WHAT YOU SHOULD DO: Since only part of the material below is wanted, output exactly the lines from the one with "Target | blue lake" up to and including the one with "Pick out every instance of the bare".

EXERCISE MATERIAL:
______

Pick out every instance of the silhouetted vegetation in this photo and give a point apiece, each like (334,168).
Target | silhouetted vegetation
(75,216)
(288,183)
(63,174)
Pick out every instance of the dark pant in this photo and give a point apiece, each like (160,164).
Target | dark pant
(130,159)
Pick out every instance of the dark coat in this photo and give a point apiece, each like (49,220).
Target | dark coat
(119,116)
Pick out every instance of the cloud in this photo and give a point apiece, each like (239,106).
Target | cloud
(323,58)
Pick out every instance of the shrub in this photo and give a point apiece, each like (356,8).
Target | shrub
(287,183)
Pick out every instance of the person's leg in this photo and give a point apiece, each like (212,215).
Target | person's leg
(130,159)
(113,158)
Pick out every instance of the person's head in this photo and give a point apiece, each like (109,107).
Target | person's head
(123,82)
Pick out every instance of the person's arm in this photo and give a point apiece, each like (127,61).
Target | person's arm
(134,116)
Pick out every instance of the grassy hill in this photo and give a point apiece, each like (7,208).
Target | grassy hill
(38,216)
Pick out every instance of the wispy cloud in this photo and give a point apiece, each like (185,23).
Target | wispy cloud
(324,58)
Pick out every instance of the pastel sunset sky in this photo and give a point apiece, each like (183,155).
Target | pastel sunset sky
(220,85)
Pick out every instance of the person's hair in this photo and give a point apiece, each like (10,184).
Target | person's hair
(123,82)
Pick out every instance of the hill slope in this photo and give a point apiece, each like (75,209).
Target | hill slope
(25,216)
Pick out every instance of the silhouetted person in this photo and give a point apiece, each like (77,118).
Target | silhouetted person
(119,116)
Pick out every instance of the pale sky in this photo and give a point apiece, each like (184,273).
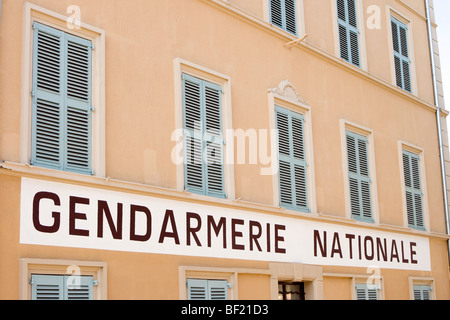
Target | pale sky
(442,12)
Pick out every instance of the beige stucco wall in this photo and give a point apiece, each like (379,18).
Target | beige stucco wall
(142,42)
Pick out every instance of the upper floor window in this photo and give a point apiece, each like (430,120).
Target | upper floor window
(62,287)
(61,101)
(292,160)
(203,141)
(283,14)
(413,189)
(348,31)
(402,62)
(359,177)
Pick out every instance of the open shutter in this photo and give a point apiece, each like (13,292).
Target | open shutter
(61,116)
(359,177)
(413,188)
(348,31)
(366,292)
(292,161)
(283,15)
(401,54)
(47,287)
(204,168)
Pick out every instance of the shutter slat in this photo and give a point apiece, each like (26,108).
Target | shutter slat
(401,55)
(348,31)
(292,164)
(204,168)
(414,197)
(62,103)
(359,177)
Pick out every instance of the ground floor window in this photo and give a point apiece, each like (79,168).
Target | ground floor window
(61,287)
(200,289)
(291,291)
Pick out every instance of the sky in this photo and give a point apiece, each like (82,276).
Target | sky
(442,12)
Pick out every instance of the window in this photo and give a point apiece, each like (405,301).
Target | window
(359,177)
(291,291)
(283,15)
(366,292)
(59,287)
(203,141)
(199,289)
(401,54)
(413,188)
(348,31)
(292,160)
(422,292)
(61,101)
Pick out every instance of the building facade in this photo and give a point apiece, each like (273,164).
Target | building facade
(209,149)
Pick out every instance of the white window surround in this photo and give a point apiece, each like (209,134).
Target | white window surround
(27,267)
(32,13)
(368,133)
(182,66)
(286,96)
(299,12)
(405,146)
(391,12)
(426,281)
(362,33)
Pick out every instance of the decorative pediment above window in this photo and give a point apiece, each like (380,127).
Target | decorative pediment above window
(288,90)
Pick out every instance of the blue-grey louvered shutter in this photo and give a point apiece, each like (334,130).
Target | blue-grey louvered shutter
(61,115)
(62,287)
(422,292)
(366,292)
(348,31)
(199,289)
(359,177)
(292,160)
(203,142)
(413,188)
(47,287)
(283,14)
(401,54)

______

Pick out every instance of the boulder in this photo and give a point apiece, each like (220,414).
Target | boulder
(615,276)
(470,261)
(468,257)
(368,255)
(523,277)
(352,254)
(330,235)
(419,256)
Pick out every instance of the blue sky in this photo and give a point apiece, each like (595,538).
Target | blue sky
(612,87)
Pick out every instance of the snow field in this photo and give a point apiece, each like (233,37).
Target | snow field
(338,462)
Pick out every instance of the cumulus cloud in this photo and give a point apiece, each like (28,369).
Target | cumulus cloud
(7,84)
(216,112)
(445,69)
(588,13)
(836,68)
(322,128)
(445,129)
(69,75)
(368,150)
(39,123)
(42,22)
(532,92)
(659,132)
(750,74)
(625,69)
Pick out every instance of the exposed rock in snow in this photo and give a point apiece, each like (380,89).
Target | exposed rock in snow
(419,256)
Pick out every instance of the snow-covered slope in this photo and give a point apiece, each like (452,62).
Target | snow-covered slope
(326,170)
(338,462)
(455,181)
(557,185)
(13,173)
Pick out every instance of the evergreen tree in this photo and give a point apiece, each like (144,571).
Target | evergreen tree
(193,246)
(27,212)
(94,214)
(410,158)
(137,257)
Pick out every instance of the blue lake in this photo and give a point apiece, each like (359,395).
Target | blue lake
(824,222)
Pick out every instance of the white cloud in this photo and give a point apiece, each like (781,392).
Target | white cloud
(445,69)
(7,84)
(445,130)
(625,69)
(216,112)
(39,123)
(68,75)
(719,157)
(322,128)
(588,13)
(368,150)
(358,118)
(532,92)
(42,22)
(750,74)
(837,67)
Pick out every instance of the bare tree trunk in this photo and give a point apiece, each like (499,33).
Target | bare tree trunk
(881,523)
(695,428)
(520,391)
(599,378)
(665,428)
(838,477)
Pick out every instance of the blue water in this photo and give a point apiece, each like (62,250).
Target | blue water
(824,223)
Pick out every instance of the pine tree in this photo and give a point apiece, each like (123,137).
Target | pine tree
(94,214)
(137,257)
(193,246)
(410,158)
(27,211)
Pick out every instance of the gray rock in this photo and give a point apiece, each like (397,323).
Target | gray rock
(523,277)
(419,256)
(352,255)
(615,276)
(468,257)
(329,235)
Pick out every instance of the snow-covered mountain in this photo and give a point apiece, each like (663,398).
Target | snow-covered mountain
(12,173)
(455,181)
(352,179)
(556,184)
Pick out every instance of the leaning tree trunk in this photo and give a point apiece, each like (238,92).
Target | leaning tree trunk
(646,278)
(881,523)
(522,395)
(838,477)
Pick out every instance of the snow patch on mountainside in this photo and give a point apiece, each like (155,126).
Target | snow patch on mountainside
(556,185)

______

ANSWER SECTION:
Target | blue lake
(824,222)
Pick out every instance of the white cloud in this photo and give a point apiece, each like (781,392).
Target | white cloud
(445,69)
(7,84)
(445,130)
(625,69)
(216,112)
(39,123)
(68,75)
(719,157)
(322,128)
(588,13)
(368,150)
(358,118)
(532,92)
(42,22)
(750,74)
(837,67)
Pick out every instance of the bare tree trunk in this photo and give a point apiece, each like (499,33).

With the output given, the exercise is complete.